**QUOTED PASSAGE:**
# Looking to finish and improve half-a$$ed job.



## Windows on Wash (Aug 30, 2011)

L2DIY said:


> Just bought my new home. We just got a $300+ power bill. I got up into the attic to find an incomplete insulation job. Looks like the previous owner blew in some insulation then rolled R-30 over the top of it. I got a price quote from a local contractor to bring the attic to R-49 (almost $1700). I'm doing this myself even if I have to buy 1 or 2 rolls every time I get paid. I don't have the will to crack into savings for this... So anyway, I've done some Google-ing and watched a few vids online. I'm not really getting a comprehensive feel for the information I've gathered thus far. So I thought I'd try my hand at posting some questions on a forum to see what I get:
> 
> 1) Is the blown-in material supposed to be under the rolled out material, does orientation matter? My inspection notes say the orientation is incorrect. If I have my way, I'm not going to remove any material because in the end I want to get closest to R-60 as I can, def' want to utilize what exists already.
> 
> ...


See above in _*bold and italics*_.


----------



## Bruntson (Dec 1, 2012)

It would hep to know what area of the country you live in. Insulating techiques in Florida is different that in North Dakota.


----------



## Windows on Wash (Aug 30, 2011)

Bruntson said:


> It would hep to know what area of the country you live in. Insulating techiques in Florida is different that in North Dakota.


I am going to guess it is cold where he/she is given the utility reporting.


----------



## jklingel (Dec 21, 2008)

AFTER you air seal, might it not be a whole lot easier to just blow cellulose over the whole schmear and call it a day? you'll have good insulation that will fill all the voids between the batts and reduce air flow through them. it's pretty fast and cheap, and performs well. it'll keep most of the bugs and critters out, too.


----------



## Bruntson (Dec 1, 2012)

Blowing in cellulose insulation made from recyled newspaper is an easy 2 person job. One cuts open the bags and pours it into the machine while the other is in the attic with the hose. The big box home improvement stores will let you use there blowing machines for free with a minimum purchase. This is the most economical solution. Wear a mask and eye protection when blowing in the attic.

**REQUIRED WORK:**
(a) Can you reproduce the attic insulation thread word for word from "AFTER you air" up to and including "in the attic."?
(b) Answer these questions from the attic insulation thread:
(i) What R-value did the local contractor's quote aim to bring the attic to?
(ii) Which two places does Bruntson name to show that insulating techniques differ?
(iii) What protective gear does Bruntson say to wear when blowing insulation in the attic?
(c) In the attic insulation thread, why does jklingel suggest blowing cellulose over everything after air sealing?
The items after the attic insulation thread play no part in any of this.

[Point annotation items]
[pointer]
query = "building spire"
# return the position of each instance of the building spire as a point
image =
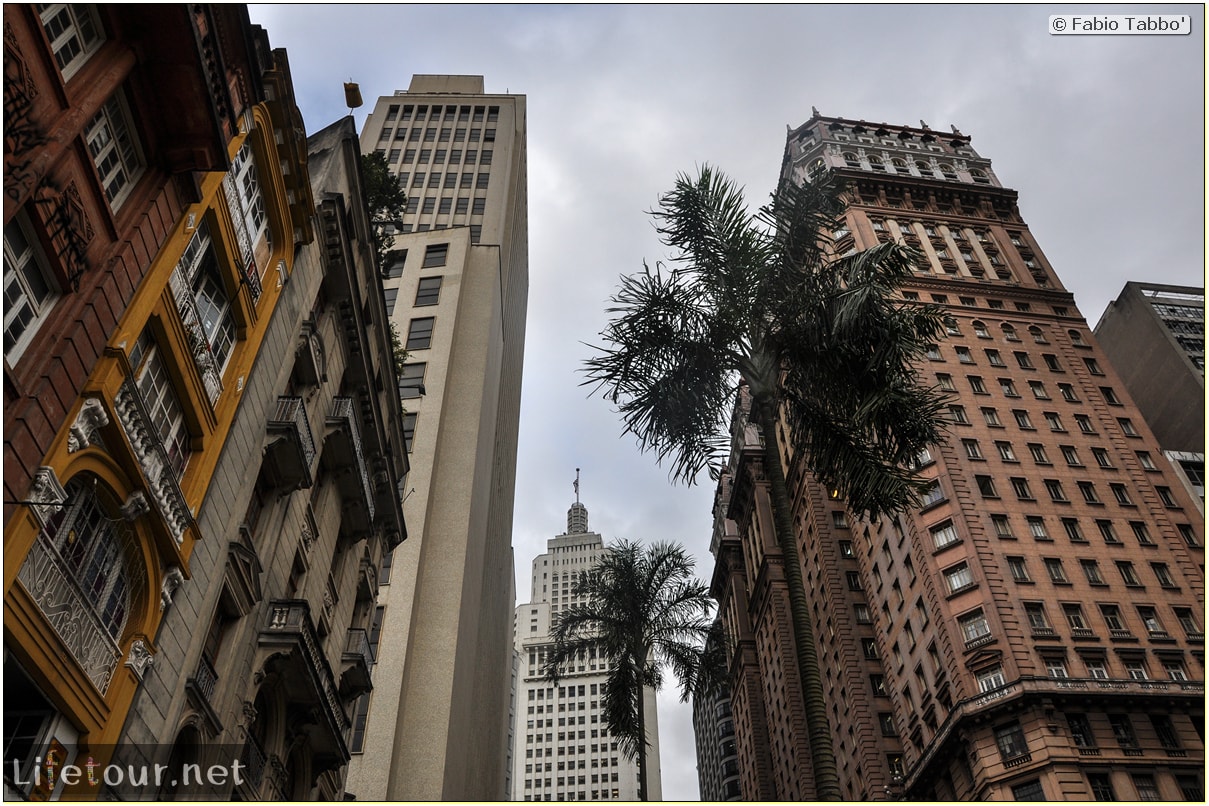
(577, 516)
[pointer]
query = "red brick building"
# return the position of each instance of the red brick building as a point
(1035, 630)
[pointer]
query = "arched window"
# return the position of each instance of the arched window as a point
(79, 573)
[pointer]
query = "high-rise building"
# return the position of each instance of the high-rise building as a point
(1155, 337)
(562, 749)
(1035, 628)
(456, 283)
(717, 759)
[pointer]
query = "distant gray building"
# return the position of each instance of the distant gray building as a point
(1155, 337)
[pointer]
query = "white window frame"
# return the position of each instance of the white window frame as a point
(115, 151)
(22, 273)
(81, 30)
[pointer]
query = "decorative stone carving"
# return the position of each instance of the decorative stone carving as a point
(136, 505)
(140, 657)
(173, 578)
(46, 494)
(91, 418)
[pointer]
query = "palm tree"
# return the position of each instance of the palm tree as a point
(821, 342)
(642, 609)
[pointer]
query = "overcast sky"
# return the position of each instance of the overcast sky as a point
(1103, 137)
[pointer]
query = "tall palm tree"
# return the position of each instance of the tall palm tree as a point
(642, 609)
(821, 341)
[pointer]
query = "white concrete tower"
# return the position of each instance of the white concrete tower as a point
(456, 282)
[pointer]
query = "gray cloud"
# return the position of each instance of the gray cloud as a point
(1102, 135)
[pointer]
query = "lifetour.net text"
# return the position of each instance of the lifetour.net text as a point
(84, 776)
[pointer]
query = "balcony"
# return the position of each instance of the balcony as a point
(145, 444)
(342, 451)
(289, 457)
(366, 581)
(357, 664)
(200, 689)
(305, 679)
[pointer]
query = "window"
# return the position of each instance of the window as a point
(1075, 619)
(1150, 620)
(1011, 742)
(1056, 667)
(411, 381)
(1128, 574)
(959, 578)
(944, 535)
(74, 34)
(200, 268)
(1092, 572)
(1108, 532)
(420, 334)
(1019, 569)
(428, 291)
(28, 291)
(1189, 622)
(1080, 730)
(1039, 622)
(1174, 670)
(435, 255)
(1102, 786)
(1056, 492)
(85, 539)
(1056, 570)
(973, 626)
(1072, 529)
(151, 376)
(114, 149)
(1163, 574)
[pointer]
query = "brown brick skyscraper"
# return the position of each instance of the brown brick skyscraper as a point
(1035, 630)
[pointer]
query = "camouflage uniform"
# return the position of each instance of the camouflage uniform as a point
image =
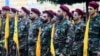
(23, 27)
(77, 44)
(2, 35)
(63, 37)
(94, 35)
(12, 51)
(32, 36)
(45, 39)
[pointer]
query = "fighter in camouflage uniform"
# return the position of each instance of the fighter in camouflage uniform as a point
(33, 31)
(5, 9)
(78, 29)
(23, 27)
(63, 34)
(46, 32)
(94, 29)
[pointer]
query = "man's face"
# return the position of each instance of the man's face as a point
(3, 12)
(44, 16)
(21, 13)
(60, 12)
(91, 10)
(32, 15)
(12, 15)
(75, 15)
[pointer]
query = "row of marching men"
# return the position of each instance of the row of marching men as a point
(65, 33)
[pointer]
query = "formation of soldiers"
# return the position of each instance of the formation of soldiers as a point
(68, 36)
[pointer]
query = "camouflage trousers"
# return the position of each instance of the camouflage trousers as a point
(61, 48)
(77, 48)
(45, 50)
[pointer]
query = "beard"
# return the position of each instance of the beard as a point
(44, 21)
(59, 17)
(21, 16)
(32, 18)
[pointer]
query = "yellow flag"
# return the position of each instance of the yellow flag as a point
(30, 22)
(15, 36)
(85, 48)
(73, 22)
(52, 49)
(38, 45)
(6, 32)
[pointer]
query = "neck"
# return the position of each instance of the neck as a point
(36, 17)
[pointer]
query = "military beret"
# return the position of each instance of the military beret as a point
(6, 8)
(64, 8)
(25, 10)
(14, 10)
(79, 11)
(94, 4)
(49, 12)
(36, 11)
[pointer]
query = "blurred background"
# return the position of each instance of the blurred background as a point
(46, 4)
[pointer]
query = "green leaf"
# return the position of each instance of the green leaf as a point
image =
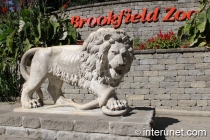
(208, 14)
(187, 27)
(200, 22)
(9, 40)
(55, 25)
(193, 35)
(26, 13)
(26, 45)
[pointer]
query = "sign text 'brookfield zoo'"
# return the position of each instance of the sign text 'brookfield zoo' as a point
(126, 16)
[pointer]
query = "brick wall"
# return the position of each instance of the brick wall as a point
(165, 79)
(144, 30)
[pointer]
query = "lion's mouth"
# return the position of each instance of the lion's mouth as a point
(116, 74)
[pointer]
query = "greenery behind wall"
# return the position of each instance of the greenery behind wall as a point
(22, 27)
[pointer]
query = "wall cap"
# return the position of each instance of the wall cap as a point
(175, 50)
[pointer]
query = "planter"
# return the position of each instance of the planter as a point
(80, 42)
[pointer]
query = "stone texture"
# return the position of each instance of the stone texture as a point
(10, 121)
(91, 126)
(187, 103)
(40, 134)
(56, 124)
(29, 122)
(63, 135)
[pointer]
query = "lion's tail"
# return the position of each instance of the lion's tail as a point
(24, 60)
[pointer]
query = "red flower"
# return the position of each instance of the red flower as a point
(15, 8)
(160, 34)
(141, 47)
(4, 10)
(23, 3)
(64, 6)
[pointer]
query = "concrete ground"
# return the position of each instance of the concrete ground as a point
(179, 126)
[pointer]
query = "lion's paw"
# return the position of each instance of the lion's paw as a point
(114, 104)
(33, 103)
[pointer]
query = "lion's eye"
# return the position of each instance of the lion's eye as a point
(124, 55)
(115, 53)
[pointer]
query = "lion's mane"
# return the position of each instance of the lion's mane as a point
(93, 58)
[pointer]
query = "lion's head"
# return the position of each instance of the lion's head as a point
(106, 56)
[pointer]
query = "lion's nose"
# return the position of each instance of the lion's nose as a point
(123, 64)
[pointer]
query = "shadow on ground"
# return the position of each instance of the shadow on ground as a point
(161, 123)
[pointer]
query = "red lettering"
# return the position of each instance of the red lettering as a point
(169, 15)
(128, 17)
(179, 13)
(153, 16)
(112, 18)
(82, 21)
(75, 21)
(144, 12)
(135, 17)
(91, 21)
(119, 22)
(189, 14)
(100, 19)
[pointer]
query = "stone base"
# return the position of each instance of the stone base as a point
(69, 123)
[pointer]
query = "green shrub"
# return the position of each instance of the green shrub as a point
(22, 29)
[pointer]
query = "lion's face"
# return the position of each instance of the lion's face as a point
(119, 59)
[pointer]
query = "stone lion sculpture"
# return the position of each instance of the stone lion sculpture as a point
(98, 66)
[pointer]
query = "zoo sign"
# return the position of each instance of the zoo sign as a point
(126, 16)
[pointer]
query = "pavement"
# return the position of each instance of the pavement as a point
(175, 127)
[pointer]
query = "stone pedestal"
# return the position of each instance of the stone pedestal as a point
(67, 123)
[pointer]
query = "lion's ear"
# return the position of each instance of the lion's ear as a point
(107, 37)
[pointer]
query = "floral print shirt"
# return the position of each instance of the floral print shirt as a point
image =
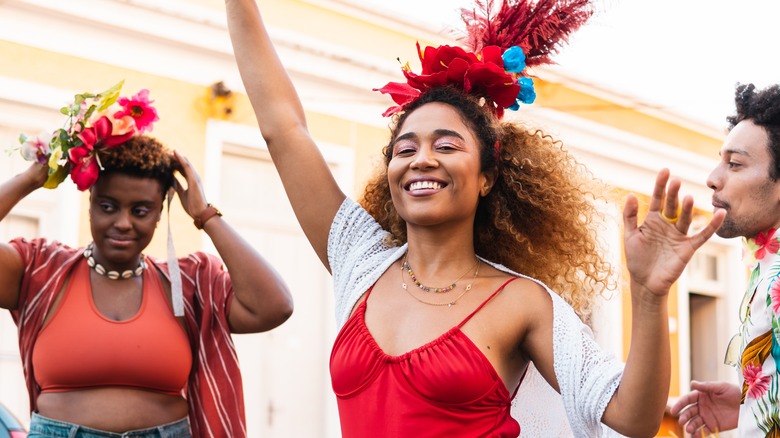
(760, 332)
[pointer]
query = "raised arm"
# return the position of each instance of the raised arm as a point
(261, 300)
(657, 252)
(11, 269)
(310, 186)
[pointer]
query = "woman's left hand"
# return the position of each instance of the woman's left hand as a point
(193, 198)
(658, 250)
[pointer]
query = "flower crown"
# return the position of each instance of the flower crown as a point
(95, 122)
(502, 38)
(497, 77)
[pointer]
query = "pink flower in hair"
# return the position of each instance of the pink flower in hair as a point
(140, 109)
(757, 382)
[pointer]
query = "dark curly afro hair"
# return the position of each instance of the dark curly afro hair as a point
(762, 107)
(141, 156)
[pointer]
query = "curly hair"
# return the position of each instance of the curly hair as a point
(762, 108)
(540, 217)
(141, 156)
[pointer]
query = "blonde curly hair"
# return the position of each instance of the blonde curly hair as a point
(541, 216)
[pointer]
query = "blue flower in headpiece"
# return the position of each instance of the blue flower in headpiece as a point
(527, 93)
(514, 59)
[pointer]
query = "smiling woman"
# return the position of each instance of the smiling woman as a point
(463, 194)
(112, 340)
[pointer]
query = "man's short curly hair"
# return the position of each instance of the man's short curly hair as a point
(540, 217)
(141, 156)
(762, 107)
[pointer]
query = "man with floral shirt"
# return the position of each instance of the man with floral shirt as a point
(746, 183)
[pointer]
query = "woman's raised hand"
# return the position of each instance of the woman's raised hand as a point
(658, 250)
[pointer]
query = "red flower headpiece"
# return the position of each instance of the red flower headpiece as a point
(520, 33)
(95, 122)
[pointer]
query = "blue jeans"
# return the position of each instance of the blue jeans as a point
(42, 427)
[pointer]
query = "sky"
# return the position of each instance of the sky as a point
(684, 56)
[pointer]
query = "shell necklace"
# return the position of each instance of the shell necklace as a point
(113, 275)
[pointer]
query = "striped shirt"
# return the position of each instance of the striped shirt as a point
(214, 390)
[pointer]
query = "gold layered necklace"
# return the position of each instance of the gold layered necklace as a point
(437, 290)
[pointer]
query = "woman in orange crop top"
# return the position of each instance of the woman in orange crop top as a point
(438, 328)
(113, 341)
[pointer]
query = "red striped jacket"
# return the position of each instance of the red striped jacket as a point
(214, 389)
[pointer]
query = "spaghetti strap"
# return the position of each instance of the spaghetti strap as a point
(517, 388)
(500, 288)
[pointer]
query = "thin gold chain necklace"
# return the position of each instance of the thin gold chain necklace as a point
(424, 288)
(448, 304)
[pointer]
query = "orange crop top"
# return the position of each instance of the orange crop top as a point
(80, 348)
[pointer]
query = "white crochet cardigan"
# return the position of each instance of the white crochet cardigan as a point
(587, 376)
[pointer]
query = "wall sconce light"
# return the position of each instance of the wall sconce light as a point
(220, 101)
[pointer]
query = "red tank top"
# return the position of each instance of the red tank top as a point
(80, 348)
(446, 387)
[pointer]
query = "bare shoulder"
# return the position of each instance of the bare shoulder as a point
(523, 295)
(522, 305)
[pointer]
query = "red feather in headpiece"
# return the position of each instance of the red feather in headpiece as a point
(539, 27)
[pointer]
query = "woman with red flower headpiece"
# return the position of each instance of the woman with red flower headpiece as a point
(114, 343)
(438, 327)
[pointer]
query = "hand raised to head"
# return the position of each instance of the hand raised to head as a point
(658, 250)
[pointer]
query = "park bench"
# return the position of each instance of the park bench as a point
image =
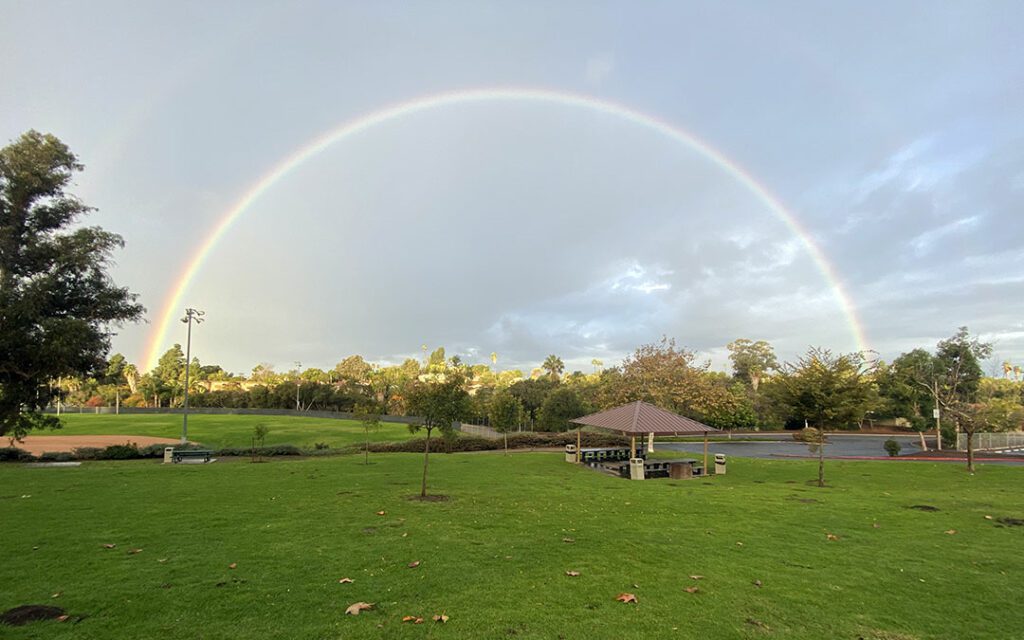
(660, 468)
(178, 456)
(594, 455)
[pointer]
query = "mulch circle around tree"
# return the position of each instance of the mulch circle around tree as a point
(429, 498)
(30, 613)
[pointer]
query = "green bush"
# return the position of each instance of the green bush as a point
(121, 452)
(87, 453)
(13, 454)
(56, 457)
(892, 448)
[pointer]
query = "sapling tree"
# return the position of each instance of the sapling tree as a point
(438, 404)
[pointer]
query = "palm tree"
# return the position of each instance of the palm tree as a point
(554, 366)
(131, 377)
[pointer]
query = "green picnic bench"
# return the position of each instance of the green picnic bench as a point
(178, 456)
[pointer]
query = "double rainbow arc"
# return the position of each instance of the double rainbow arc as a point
(173, 302)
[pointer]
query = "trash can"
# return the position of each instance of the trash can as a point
(719, 464)
(636, 468)
(680, 470)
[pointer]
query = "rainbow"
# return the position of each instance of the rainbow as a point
(173, 304)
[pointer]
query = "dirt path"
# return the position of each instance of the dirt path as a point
(37, 444)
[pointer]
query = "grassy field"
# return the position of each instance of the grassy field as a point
(221, 431)
(494, 556)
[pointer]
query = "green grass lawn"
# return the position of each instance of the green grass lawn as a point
(494, 557)
(221, 431)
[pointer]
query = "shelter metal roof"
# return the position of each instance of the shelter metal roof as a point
(643, 417)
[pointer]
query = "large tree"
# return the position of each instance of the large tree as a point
(561, 406)
(953, 375)
(824, 390)
(672, 378)
(752, 360)
(554, 366)
(57, 303)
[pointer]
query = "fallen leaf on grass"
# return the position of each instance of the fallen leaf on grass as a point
(757, 623)
(354, 608)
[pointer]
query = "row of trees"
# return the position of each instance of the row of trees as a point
(820, 388)
(58, 308)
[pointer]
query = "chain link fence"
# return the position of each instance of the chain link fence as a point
(993, 441)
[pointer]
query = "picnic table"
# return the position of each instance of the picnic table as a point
(663, 468)
(594, 454)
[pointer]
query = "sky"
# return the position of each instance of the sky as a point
(846, 174)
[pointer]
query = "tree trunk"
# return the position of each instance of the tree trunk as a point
(426, 461)
(970, 452)
(821, 458)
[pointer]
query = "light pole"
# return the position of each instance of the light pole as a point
(192, 315)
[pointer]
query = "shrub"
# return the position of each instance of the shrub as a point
(87, 453)
(56, 457)
(121, 452)
(892, 448)
(13, 454)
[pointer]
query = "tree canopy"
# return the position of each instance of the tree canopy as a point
(57, 303)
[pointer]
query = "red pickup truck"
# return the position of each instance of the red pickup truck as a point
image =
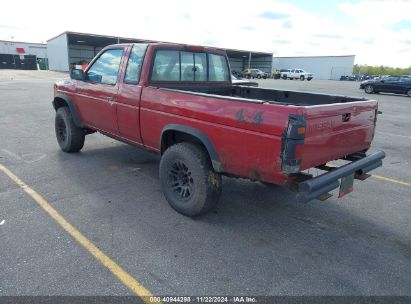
(179, 101)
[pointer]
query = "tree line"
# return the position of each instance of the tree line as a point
(360, 69)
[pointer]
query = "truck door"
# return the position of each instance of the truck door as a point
(96, 96)
(129, 94)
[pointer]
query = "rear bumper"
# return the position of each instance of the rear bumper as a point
(317, 186)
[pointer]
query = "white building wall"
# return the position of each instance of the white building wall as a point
(9, 47)
(57, 50)
(323, 67)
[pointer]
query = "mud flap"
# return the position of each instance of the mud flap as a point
(347, 185)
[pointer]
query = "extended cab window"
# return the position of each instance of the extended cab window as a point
(105, 68)
(134, 63)
(176, 66)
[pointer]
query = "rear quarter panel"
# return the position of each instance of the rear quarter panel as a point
(328, 137)
(245, 135)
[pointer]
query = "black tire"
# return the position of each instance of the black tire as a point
(69, 137)
(189, 182)
(369, 89)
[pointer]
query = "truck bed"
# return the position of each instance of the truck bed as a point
(261, 95)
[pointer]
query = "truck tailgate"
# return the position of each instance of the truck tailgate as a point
(337, 130)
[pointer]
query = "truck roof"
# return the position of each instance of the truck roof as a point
(188, 47)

**RESPONSES TO THE EXERCISE:**
(a)
AFTER you air seal, might it not be a whole lot easier to just blow cellulose over the whole schmear and call it a day? you'll have good insulation that will fill all the voids between the batts and reduce air flow through them. it's pretty fast and cheap, and performs well. it'll keep most of the bugs and critters out, too.


----------



## Bruntson (Dec 1, 2012)

Blowing in cellulose insulation made from recyled newspaper is an easy 2 person job. One cuts open the bags and pours it into the machine while the other is in the attic with the hose. The big box home improvement stores will let you use there blowing machines for free with a minimum purchase. This is the most economical solution. Wear a mask and eye protection when blowing in the attic.

(b)
(i) R-49
(ii) Florida and North Dakota
(iii) A mask and eye protection

(c) Blown cellulose fills all the voids between the batts and reduces air flow through them. It is also fast, cheap, and performs well, and it keeps most bugs and critters out.